The length of the process combined with its opaque nature imposes many cycles of iteration. The training can be stalled after a number of steps. It can abruptly end with a sibylline error message. The computer may freeze. The user may run out of credits. Or, the results may be sorely disappointing. All these problems trigger search queries, intense readings of manuals, discussions on chats and forums, the writing of desperate X posts and soul searching blog entries. The user navigates these sites piecing out the information, seeking answers and emotional support. Finding reliable sources of information, they weave a dense network without which they wouldn't manage to make sense of the enigmatic behaviour of their 'oven'. They have to learn to balance the authoritative voices of the authors of the software documentation and the rawer commentaries of those who, like themselves, struggle to make it work. It is not rare to find the users who share tips and tutorials express different grades of confidence regarding their choices about loss functions or schedulers. With sometimes a clear admission of powerlessness: "no idea just leave it at 1".
 
=== How does it create value? Or decrease / affect value? ===
LoRAs are definitely objects of interest in the communities of genAI creators. Publishing a good LoRA raises the a user's status. It sets them apart in the extent to which the small model provides capabilities desired by other fans and creators. It helps to bypass limitations and expand the range of potential representations. Technically, the LoRA creator gains a knowledge and the writing of tutorials serve to share one's experience but also to attract visibility and legitimate one's status. For a platform such as CivitAI, the creation of LoRAs is encouraged. A dedicated page of the site's education section offers several resources and a glossary.[11] Hosting LoRAs has a clear advantage. It adds value to the base models. Combined with LoRAs, their capabilities are expanded. Essentially the ever growing offer allows them to reach to the specific tastes and interests of variegated groups of users, therefore extending the platform's audience.
 
[[File:Image-bounty-lora-rules.png|none|thumb|640x640px|Rewards for the best creative use of a LoRA.[12]]]
 
==== Market for LoRAs, the power of demand ====
The popularity of LoRA in terms of offer and demand gives a peek into the economy of visibility on the CivitAI platform. Users produce and consume these small models abundantly. To the degree that some of them decry a "mass production".[13] Many transactions on the platform concern LoRAs. Using the platform currency, buzz, many users posts '''[https://civitai.com/articles/17883/multiple-characters-bounty-results bounties]''' [14] where they describe the desired characteristics of a needed LoRA. And LoRA creators '''[https://civitai.com/articles/2684/how-i-made-over-dollar1000-in-3-months-selling-loras offer their services]''' [15] against remuneration or for free. LoRA's expertise is sought after. Yet, this expertise is not necessarily monetised. Many users ask others ideas for LoRAs that they subsequently generate for free and share with the whole community. Even if there is no financial return, the user gains visibility and is granted status among their peers. This motivates some users to offer buzz rewards to those who are using their LoRA creatively and thereby demonstrate their small model's brilliance and relevance. This testifies to the logic of an economy of visibility where what is sought after is a missing link between large models and user practice. In this gap, the skills of the LoRA creator is worth its salt. But through LoRA, what the platform and the LoRA makers are trying to reach is the elusive demand. And the more abundant the offer becomes, the most scarce and therefore valuable demand becomes. In the context of over production and sharing, of saturation of the imaginary, the LoRA is a device to fill the last remaining gaps. It is also a device to find the last subjects for whom something remains to be desired.

◆ **MATERIAL**:
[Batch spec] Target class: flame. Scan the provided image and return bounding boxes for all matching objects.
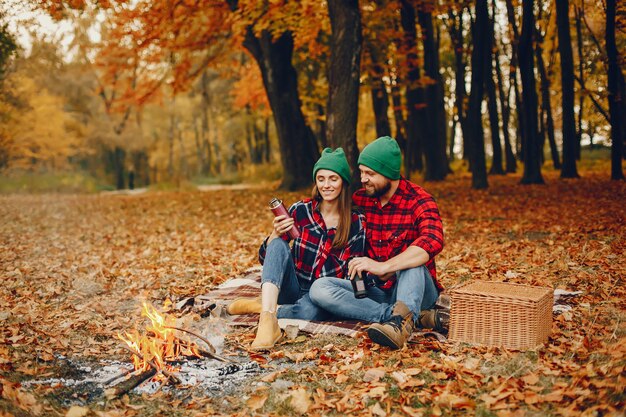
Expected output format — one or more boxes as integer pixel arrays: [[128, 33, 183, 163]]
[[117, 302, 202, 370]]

◆ **GIVEN REQUEST**: According to the LoRA passage, why is hosting LoRAs an advantage for a platform like CivitAI? Answer in one to three sentences.

◆ **THE RESPONSE**: Hosting LoRAs adds value to the base models, because combining them with LoRAs expands their capabilities. The growing range of LoRAs also lets the platform reach the specific tastes and interests of varied groups of users, which extends its audience.